Task details >>
As the answer, give every line of the records that includes the word "door".

Region pointing data:

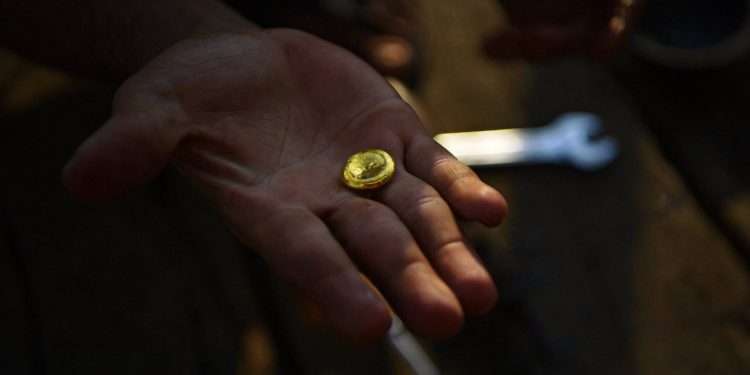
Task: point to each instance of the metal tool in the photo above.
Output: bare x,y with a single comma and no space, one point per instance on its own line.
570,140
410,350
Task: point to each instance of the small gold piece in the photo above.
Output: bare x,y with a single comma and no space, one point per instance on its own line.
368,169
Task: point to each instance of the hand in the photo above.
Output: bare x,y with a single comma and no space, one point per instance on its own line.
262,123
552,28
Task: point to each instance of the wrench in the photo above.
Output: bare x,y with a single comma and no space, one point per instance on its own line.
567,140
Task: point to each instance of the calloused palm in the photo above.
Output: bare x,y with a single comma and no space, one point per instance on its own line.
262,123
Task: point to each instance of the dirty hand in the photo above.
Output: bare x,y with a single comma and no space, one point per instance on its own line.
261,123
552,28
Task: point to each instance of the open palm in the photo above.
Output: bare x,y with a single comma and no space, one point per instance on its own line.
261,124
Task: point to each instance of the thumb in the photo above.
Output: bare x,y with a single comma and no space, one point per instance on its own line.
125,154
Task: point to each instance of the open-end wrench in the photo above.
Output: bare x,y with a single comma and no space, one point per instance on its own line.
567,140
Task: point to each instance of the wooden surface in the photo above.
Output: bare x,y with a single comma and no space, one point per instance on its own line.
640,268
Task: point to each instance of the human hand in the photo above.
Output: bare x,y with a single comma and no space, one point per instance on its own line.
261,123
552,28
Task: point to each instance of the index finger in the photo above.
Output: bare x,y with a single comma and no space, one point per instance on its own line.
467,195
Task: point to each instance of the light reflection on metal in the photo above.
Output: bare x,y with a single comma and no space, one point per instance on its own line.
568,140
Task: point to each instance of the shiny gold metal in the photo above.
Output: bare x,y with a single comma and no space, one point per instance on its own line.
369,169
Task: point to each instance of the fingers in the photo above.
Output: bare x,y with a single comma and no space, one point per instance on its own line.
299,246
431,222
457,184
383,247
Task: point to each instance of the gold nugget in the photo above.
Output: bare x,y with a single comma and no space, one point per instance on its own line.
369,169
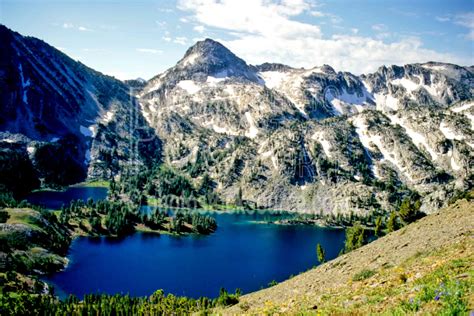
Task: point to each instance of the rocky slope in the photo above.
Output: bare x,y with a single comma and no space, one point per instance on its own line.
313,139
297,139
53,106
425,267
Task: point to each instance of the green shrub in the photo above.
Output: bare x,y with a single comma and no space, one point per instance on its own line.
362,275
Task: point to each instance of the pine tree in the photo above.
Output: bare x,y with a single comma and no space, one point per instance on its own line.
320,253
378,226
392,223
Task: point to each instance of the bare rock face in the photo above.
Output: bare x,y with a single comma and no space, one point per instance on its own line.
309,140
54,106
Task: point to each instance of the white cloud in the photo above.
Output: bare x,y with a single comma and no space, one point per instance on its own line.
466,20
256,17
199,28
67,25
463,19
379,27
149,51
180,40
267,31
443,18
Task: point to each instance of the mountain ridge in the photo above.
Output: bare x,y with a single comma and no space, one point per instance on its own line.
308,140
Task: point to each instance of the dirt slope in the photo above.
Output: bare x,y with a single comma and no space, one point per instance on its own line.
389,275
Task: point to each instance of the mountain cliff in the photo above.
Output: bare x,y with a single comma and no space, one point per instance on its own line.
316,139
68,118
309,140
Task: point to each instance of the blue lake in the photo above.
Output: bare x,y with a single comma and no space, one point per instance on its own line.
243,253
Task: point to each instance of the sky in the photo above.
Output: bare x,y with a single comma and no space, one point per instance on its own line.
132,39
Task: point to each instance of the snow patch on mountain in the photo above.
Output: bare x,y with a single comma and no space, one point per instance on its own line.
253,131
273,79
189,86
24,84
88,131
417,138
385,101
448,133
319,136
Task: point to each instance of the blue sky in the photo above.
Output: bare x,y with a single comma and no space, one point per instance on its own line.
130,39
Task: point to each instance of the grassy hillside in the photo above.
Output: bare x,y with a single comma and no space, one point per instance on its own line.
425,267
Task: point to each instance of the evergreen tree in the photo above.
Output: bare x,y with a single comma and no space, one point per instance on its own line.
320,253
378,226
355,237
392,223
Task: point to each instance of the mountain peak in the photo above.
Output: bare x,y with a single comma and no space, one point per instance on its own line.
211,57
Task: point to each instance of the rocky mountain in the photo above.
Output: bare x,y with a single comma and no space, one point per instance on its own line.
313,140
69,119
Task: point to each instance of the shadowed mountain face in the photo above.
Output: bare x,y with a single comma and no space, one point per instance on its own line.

==

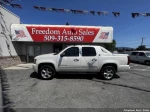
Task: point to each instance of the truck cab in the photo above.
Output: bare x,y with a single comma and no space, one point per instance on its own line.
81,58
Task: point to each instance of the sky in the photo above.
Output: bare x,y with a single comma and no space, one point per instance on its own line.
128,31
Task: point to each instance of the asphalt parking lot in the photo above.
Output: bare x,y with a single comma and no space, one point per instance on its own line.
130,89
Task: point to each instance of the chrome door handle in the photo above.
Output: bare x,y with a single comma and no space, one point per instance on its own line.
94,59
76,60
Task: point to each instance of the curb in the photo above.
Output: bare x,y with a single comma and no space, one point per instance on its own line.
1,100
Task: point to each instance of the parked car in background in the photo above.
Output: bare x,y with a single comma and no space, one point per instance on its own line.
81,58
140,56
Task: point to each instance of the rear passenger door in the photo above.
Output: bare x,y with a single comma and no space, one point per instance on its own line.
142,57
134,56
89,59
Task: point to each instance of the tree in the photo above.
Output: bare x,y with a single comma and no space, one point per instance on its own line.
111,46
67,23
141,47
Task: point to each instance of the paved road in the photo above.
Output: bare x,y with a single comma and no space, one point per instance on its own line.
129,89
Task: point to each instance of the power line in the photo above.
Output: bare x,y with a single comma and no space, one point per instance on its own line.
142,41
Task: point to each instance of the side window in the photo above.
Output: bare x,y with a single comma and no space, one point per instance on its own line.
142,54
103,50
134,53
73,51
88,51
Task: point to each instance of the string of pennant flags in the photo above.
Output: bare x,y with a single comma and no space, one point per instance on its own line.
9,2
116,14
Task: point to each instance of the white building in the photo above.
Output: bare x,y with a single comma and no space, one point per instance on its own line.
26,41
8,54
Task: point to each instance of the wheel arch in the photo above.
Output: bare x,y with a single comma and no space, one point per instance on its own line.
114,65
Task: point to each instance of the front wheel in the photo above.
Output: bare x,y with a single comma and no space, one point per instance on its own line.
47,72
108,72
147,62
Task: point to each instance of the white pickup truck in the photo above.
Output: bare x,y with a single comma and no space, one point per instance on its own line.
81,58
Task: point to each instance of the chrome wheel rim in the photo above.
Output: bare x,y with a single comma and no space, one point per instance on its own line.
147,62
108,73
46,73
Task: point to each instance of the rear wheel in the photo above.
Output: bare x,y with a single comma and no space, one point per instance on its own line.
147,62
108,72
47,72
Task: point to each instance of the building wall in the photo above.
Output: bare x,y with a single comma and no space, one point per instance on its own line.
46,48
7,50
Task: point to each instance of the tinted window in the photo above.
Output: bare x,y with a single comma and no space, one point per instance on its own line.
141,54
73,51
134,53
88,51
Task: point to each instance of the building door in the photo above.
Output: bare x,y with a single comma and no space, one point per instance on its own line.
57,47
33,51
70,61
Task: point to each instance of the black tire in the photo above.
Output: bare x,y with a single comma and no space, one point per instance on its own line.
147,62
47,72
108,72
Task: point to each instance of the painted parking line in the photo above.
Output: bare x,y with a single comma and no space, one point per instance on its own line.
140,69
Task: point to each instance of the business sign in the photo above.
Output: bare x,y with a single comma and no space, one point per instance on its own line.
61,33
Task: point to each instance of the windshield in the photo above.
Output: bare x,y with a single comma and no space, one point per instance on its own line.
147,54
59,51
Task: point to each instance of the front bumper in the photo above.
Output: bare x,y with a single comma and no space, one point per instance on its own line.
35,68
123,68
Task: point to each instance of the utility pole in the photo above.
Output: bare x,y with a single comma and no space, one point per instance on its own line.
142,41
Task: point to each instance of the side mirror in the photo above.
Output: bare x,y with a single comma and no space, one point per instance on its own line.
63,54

* * *

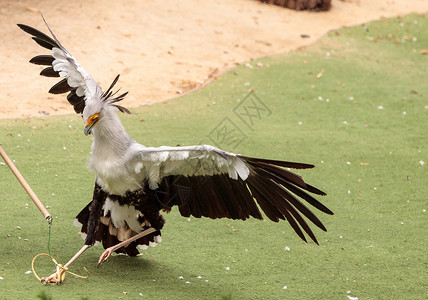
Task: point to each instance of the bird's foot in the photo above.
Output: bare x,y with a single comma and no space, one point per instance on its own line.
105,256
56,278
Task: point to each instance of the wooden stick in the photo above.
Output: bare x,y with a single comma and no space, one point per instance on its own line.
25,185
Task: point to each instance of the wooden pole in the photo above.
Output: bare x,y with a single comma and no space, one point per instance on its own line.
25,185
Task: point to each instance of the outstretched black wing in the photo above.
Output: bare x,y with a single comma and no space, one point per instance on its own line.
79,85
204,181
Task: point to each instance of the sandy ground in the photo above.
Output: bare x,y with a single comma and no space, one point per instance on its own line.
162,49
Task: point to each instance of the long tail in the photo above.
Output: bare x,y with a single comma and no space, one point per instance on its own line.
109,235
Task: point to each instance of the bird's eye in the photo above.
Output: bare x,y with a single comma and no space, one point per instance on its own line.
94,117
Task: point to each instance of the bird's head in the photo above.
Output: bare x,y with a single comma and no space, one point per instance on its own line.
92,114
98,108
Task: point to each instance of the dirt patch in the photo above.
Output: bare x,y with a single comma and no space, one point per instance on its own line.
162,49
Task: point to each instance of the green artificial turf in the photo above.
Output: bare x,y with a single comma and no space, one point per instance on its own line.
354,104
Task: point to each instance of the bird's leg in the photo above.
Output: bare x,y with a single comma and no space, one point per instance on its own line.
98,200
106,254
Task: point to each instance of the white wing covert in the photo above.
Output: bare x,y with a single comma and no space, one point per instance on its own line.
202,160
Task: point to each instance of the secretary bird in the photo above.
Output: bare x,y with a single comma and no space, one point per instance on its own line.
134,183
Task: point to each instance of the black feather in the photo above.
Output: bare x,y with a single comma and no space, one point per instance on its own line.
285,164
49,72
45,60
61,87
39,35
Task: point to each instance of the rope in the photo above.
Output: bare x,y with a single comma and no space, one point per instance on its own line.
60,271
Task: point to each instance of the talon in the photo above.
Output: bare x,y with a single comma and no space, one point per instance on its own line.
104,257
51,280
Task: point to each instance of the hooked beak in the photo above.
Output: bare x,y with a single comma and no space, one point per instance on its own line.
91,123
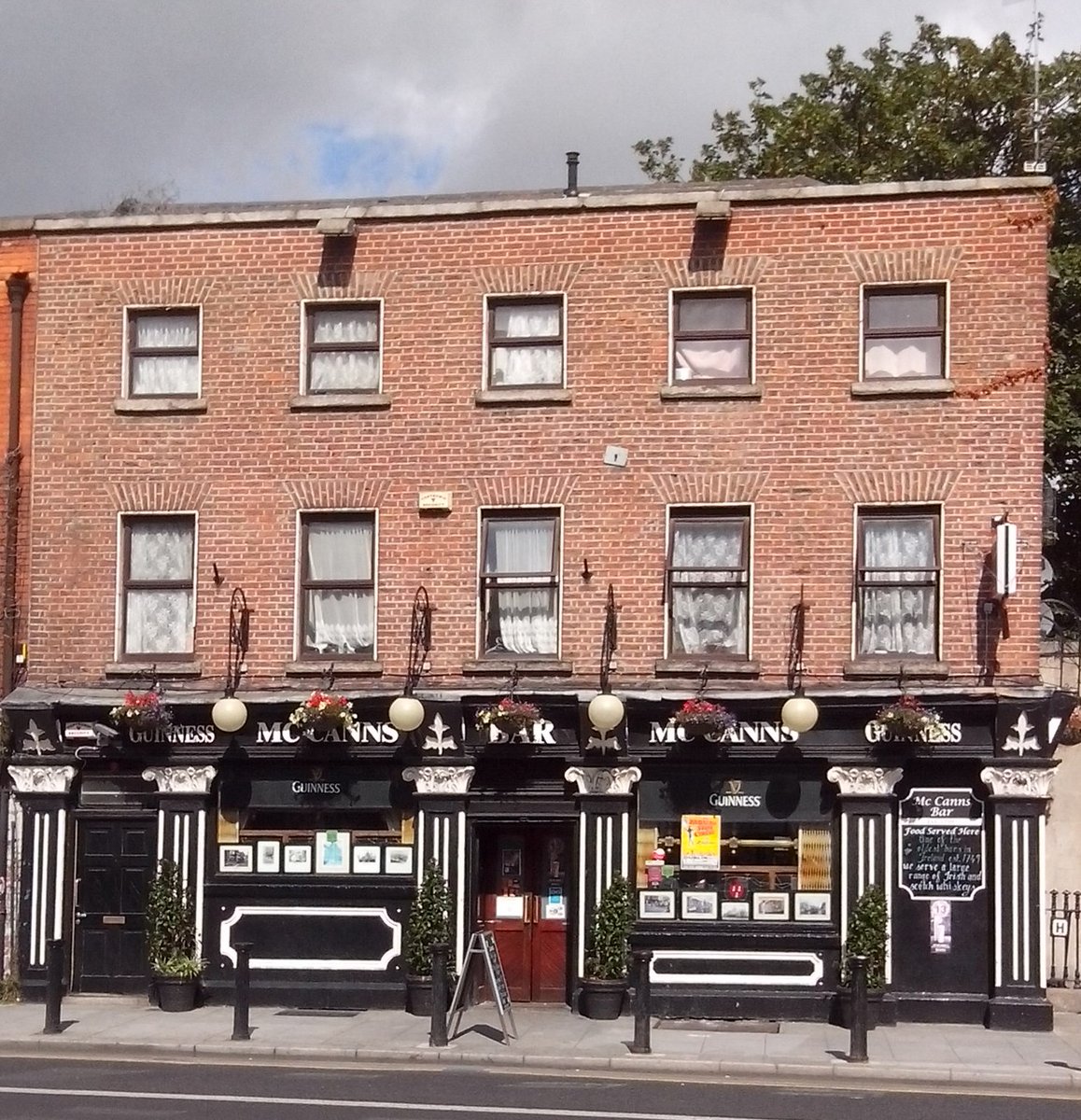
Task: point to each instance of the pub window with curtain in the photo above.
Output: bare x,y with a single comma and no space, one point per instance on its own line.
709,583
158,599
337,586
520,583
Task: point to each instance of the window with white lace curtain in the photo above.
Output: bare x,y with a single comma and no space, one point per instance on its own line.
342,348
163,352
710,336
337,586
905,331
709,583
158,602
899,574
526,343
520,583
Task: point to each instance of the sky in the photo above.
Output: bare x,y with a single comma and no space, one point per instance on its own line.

Result for this exercise >>
Task: point to each instance of the chrome door handle in the photo above.
Task: point to each instance of the rear passenger door in the photo above.
Task: point to each instance of the building door in the photo above.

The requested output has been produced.